→ **MATERIAL SUPPLIED**:

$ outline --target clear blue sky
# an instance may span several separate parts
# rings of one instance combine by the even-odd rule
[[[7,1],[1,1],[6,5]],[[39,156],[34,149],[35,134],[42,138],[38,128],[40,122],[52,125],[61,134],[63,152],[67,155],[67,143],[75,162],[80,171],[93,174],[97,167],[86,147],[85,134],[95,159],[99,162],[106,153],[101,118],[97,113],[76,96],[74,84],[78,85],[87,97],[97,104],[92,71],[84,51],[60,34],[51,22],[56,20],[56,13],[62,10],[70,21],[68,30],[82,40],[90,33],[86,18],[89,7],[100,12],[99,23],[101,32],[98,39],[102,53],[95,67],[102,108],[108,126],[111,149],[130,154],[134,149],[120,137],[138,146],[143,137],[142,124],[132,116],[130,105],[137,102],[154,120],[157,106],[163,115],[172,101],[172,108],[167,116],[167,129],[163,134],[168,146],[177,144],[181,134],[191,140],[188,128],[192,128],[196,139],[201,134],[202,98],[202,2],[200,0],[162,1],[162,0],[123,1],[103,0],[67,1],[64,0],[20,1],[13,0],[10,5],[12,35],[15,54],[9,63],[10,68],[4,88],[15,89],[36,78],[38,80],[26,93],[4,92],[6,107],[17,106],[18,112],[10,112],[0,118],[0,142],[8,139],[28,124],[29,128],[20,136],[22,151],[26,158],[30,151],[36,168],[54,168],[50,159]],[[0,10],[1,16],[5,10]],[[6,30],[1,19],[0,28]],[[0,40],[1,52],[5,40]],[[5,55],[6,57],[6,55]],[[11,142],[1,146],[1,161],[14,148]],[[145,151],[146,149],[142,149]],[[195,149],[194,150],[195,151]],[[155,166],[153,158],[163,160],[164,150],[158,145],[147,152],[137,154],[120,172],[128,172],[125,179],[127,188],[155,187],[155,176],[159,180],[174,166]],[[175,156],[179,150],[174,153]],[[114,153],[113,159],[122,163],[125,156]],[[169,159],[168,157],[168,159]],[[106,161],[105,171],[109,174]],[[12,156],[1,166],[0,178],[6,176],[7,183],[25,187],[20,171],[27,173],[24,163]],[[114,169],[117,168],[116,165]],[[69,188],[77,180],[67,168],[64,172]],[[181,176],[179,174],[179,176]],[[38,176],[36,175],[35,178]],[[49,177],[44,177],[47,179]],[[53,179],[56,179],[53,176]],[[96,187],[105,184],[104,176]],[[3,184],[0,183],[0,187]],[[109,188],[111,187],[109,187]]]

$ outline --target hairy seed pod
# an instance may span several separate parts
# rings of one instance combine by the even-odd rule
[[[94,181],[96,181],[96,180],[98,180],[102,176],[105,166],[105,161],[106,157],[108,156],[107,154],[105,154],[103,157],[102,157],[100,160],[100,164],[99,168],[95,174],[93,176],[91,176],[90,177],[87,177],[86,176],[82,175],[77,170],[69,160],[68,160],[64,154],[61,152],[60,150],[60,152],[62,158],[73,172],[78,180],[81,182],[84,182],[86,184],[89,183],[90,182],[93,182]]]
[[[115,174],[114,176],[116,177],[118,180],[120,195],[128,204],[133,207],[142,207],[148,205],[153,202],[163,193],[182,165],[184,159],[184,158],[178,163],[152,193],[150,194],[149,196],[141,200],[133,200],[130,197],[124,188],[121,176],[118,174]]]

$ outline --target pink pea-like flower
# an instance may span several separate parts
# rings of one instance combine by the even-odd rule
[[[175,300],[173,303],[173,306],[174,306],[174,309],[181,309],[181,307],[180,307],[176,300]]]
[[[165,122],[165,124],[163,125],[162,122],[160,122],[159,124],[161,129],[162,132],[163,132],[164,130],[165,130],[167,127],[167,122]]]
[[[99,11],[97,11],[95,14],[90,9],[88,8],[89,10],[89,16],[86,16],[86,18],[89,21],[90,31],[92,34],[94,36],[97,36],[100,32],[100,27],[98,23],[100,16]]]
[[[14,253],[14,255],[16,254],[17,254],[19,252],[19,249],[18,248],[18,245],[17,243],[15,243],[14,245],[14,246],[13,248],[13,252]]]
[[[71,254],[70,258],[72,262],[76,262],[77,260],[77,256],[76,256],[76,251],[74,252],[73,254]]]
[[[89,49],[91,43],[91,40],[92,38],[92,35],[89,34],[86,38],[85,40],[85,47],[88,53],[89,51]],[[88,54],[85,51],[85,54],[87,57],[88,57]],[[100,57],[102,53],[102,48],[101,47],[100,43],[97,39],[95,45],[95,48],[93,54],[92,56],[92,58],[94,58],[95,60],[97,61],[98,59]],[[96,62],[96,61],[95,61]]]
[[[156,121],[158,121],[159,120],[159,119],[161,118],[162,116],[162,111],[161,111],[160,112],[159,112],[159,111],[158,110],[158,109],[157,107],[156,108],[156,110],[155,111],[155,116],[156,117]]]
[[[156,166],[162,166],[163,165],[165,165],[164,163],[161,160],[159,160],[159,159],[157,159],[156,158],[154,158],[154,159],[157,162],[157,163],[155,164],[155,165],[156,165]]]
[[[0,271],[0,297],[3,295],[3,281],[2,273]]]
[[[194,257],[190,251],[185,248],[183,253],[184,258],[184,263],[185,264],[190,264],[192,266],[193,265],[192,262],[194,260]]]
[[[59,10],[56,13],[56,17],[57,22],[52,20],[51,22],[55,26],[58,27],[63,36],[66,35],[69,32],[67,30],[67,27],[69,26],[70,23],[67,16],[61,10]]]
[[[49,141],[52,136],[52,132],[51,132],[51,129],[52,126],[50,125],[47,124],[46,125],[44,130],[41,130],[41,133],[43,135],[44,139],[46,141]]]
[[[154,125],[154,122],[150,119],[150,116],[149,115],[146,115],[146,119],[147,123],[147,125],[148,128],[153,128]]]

→ **YOUR GOAL**:
Transcribe every record above exactly as it appears.

→ **REPLY TO THE TASK**:
$ outline --target clear blue sky
# an instance may span several separate parts
# rings of one instance combine by the even-odd rule
[[[7,1],[1,1],[6,5]],[[39,156],[34,149],[35,134],[42,138],[38,128],[40,122],[52,125],[61,134],[63,152],[67,155],[67,143],[75,162],[80,171],[93,174],[97,167],[86,147],[85,134],[95,159],[99,162],[106,153],[101,118],[97,113],[76,96],[74,84],[78,85],[87,97],[97,104],[92,71],[84,51],[60,34],[51,22],[56,20],[56,13],[62,10],[70,21],[68,30],[82,40],[90,33],[86,18],[89,7],[100,12],[99,23],[101,32],[98,39],[102,53],[95,67],[102,108],[108,126],[111,149],[130,154],[134,149],[120,137],[138,146],[143,137],[142,124],[132,116],[130,105],[137,102],[154,120],[157,106],[163,115],[172,101],[172,108],[167,116],[167,129],[163,134],[168,146],[177,144],[181,134],[191,140],[188,128],[192,128],[196,139],[201,134],[202,98],[202,2],[200,0],[162,1],[162,0],[123,1],[103,0],[67,1],[64,0],[20,1],[13,0],[10,5],[12,35],[15,54],[9,63],[10,68],[4,88],[15,89],[36,78],[38,80],[26,93],[4,92],[6,107],[17,106],[18,112],[10,112],[0,118],[0,142],[8,139],[28,124],[29,128],[20,136],[22,151],[26,158],[30,151],[36,168],[54,168],[50,159]],[[0,10],[1,16],[5,10]],[[6,30],[1,19],[0,28]],[[0,40],[1,52],[5,40]],[[5,55],[6,57],[6,55]],[[11,142],[1,146],[1,161],[14,148]],[[145,151],[146,149],[142,149]],[[195,149],[194,150],[195,151]],[[155,166],[153,158],[163,160],[164,150],[158,145],[147,152],[137,154],[120,172],[128,172],[125,179],[127,188],[155,187],[155,176],[159,180],[174,166]],[[175,156],[179,150],[174,153]],[[114,153],[113,159],[122,163],[125,156]],[[169,159],[168,157],[168,159]],[[106,161],[105,171],[109,174]],[[12,156],[1,166],[0,178],[6,176],[7,183],[25,187],[20,171],[27,173],[24,163]],[[114,169],[117,168],[116,165]],[[69,188],[77,180],[67,168],[64,172]],[[181,176],[179,174],[179,176]],[[38,176],[36,175],[35,178]],[[49,177],[44,177],[47,179]],[[53,179],[56,179],[53,176]],[[96,187],[105,184],[104,176]],[[3,184],[0,183],[0,187]],[[109,188],[111,187],[109,187]]]

$ outline --target hairy seed pod
# an instance may span several separate parts
# rings of one instance combine by the even-odd rule
[[[94,181],[96,181],[96,180],[98,180],[102,176],[105,166],[105,161],[106,157],[108,156],[107,154],[105,154],[103,157],[102,157],[100,160],[100,164],[99,168],[95,174],[93,176],[91,176],[90,177],[87,177],[86,176],[82,175],[77,170],[69,160],[68,160],[64,154],[61,152],[60,150],[60,152],[62,158],[73,172],[78,180],[81,182],[84,182],[86,184],[89,183],[90,182],[93,182]]]
[[[115,174],[114,176],[116,177],[118,180],[120,195],[128,204],[133,207],[142,207],[148,205],[153,202],[163,193],[182,165],[184,159],[184,158],[178,163],[152,193],[150,194],[149,196],[141,200],[133,200],[130,197],[124,188],[121,176],[118,174]]]

$ outline --target pink pea-like flower
# an instance may span several separate parts
# rings of one instance combine by the even-odd rule
[[[175,300],[173,303],[173,306],[174,306],[174,309],[181,309],[181,307],[180,307],[176,300]]]
[[[165,122],[165,124],[163,125],[162,122],[160,122],[159,124],[161,129],[162,132],[163,132],[164,130],[165,130],[167,127],[167,122]]]
[[[99,11],[97,11],[95,14],[90,9],[88,8],[89,10],[89,16],[86,16],[86,18],[89,21],[90,31],[92,34],[94,36],[97,36],[100,32],[100,27],[98,23],[100,16]]]
[[[14,253],[14,255],[16,254],[17,254],[19,252],[19,249],[18,248],[18,245],[17,243],[15,243],[14,245],[14,246],[13,248],[13,252]]]
[[[71,254],[70,258],[72,262],[76,262],[77,260],[77,256],[76,256],[76,251],[74,252],[73,254]]]
[[[89,49],[91,43],[91,40],[92,38],[92,35],[89,34],[86,38],[85,40],[85,47],[88,53],[89,51]],[[88,54],[85,51],[85,54],[87,57],[88,57]],[[100,57],[102,53],[102,48],[101,47],[100,43],[97,39],[95,45],[95,48],[93,54],[92,56],[92,58],[94,58],[95,60],[97,61],[98,59]],[[96,62],[96,61],[95,61]]]
[[[156,121],[158,121],[159,120],[159,119],[161,118],[162,116],[162,111],[161,111],[160,112],[159,112],[159,111],[158,110],[158,109],[157,107],[156,108],[156,110],[155,111],[155,116],[156,117]]]
[[[156,166],[162,166],[163,165],[165,165],[164,163],[161,160],[159,160],[159,159],[157,159],[156,158],[154,158],[154,159],[157,162],[157,163],[155,164],[155,165],[156,165]]]
[[[0,271],[0,297],[3,295],[3,281],[2,273]]]
[[[194,257],[190,251],[185,248],[183,253],[184,258],[184,263],[185,264],[190,264],[192,266],[193,265],[192,262],[194,260]]]
[[[59,10],[56,13],[56,17],[57,22],[52,20],[51,22],[55,26],[58,27],[63,36],[66,35],[69,32],[67,30],[67,27],[69,26],[70,23],[67,16],[61,10]]]
[[[49,141],[52,136],[52,132],[51,132],[51,129],[52,126],[50,125],[47,124],[46,125],[44,130],[41,130],[41,133],[43,135],[44,139],[46,141]]]
[[[154,125],[154,122],[150,119],[150,116],[149,115],[146,115],[146,119],[147,123],[147,125],[148,128],[153,128]]]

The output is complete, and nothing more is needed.